Thaïs Lavoie, (She, her)

210 gsm paper, fake fur, cotton, wheatpaste, cotton thread, and vellum

[silence] - le son de l’hiver is a book revolving around the theme of winter, but especially the silence that this season offers. The snow carpet that covers the environment attenuates sounds and acts as a generalized acoustic panel. This soothing silence struck me when I left for the north towards Abitibi and stopped at my grandparents' cottage, at the Baskatong Reservoir. Before the immensity of sleeping nature, the idea for this book came to me.

[silence] - le son de l’hiver

Canadensis, 2025

Matthew Mancini (He, him), Zo Kopyna (they, them), Panos Michalakopoulos (he, him), and Laurel Tillier (she, her)

Cotton and wood

Canadensis explores the impact of beavers on Canadian ecosystems and cultural iconography. Inspired by the coureur de bois and mid-century military dam-building projects, Canadensis uses colonial aesthetics to reinterpret colonial narratives. This three-piece project comprises a bag emblematic of French-Canadian fur traders; an eco-dye swatchbook to trade knowledge rather than engage in extractive practices; and a military-inspired jacket that subverts the complex environmental impact with symbols of the original dam builder, whose impact co-creates rather than disrupts.

Canadensis

The Olympic Seat Fragment , 2026

Daphne Siracusa and ANK, (She, her)

Teflon-coated fibreglass tarp, aluminum pipes, galvanized steel elbows, galvanized steel straight tees, and buttons

The structure is made of recycled aluminum pipes connected by galvanized steel fittings. The fabric, sourced from the roofing structure of Montreal's Olympic Stadium, is a teflon-coated fibreglass membrane lined with muslin cotton. The chair translates the stadium’s structural language into a smaller scale by combining an exposed rigid frame with a tensioned membrane. Like the stadium, it contrasts a solid, industrial structure with a stretched membrane surface. This seat holds a fragment of the Olympic Stadium’s roof in tension, continuing its structural role.

The Olympic Seat Fragment

Intra, 2026

Claire Lamarre-Niemi, (She, her)

Aluminium square tubing, steel threaded rods, rubber bands, and various hardware (wire rope clips, thumbscrews, bolts)

The act of collecting comes from a desire to acquire, organize, archive, and commemorate, yet art publications often become forgotten once closed. Intra is a modular wall display that highlights their content rather than only the spine, making them more visible and integrated into daily life. The display can be customized to one's collection. Publications are held open with rubber bands and mounted through detachable U-bolts for easy installation. By reimagining the magazine rack, Intra extends the life, value, and use of art publications.

Intra

Untitled, 2025

Emet Marrale, (He, him)

Mixed media, digital photography, collage, video art, digital painting, and graphite

Photo collages made into videos, each exploring real-life themes. These three videos try at: ideas of ideas, meaninglessness, doubt, giving up, distance, care, distance in closeness, self value, circumstance, and victimhood.

Untitled

Eau-Cycle, 2026

Alyssa Durdey (she, her) and Nicholas Leduc (he, him)

Teflon-coated fibreglass tarp and aluminium

Eau-Cycle repurposes the retired roofing from Montreal’s Olympic Stadium into modular planters supported by stackable aluminum frames. The folded roofing material becomes a durable, weather-resistant pot that can form a single planter or a multi-level vertical garden for compact urban spaces. A gravity-fed drainage system passes excess water downward, with the final frame storing runoff or rainwater for reuse. This design system reduces water waste, supports urban gardening, and gives historic material a new life-nurturing purpose.

Eau-Cycle

Tension Tent Series, 2026

Caome Aggus (she, her), Oliver Sutherland (he, him) and Findlay Starritt (he,him)

Teflon-coated fibreglass tarp, PLA 3D-printed joinery, and stainless steel 1/4 inch pipes

Ambient lighting made of steel rods joined with PLA brackets and covered by simple geometric shades. The shade material is a unique technical fabric made of teflon-coated fibreglass, originally used in the roofing structure of Montreal's Olympic Stadium. These lamps make use of the inherent tensile strength and opalescence of the fabric while taking cues from the geometry and finishings of camping tents.

--------------------------------

* [Task to complete]: According to the project descriptions, why does winter offer silence in the description of [silence] - le son de l’hiver? Answer in one to three sentences.

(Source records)

--------------------------------

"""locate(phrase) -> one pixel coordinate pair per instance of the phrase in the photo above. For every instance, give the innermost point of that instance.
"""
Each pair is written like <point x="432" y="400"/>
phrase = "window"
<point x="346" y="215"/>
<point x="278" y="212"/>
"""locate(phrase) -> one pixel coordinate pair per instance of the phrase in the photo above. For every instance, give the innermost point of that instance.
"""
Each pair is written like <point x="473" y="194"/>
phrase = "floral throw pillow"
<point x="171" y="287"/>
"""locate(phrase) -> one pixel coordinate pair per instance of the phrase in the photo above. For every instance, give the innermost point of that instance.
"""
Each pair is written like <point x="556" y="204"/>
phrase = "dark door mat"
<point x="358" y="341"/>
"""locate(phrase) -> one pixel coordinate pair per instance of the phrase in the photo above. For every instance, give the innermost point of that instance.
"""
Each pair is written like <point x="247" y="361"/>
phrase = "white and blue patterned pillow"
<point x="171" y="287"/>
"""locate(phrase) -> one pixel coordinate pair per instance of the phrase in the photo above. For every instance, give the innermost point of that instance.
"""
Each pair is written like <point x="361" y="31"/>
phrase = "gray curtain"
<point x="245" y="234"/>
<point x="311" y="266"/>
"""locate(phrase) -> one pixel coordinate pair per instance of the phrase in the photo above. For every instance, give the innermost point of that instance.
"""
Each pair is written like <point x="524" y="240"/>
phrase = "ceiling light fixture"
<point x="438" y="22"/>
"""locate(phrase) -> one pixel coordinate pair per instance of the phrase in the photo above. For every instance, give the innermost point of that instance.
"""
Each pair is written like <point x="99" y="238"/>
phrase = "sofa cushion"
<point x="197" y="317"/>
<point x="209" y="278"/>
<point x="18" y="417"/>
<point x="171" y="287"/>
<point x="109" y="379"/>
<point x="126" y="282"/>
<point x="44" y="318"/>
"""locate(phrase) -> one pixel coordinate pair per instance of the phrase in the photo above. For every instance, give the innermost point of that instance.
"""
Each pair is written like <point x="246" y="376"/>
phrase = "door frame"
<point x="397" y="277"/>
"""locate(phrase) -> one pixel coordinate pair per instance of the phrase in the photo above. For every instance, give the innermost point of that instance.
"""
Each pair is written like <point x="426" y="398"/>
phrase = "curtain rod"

--------------------------------

* [Output]: The snow carpet that covers the environment attenuates sounds. It thus acts as a generalized acoustic panel, which produces the silence the season offers.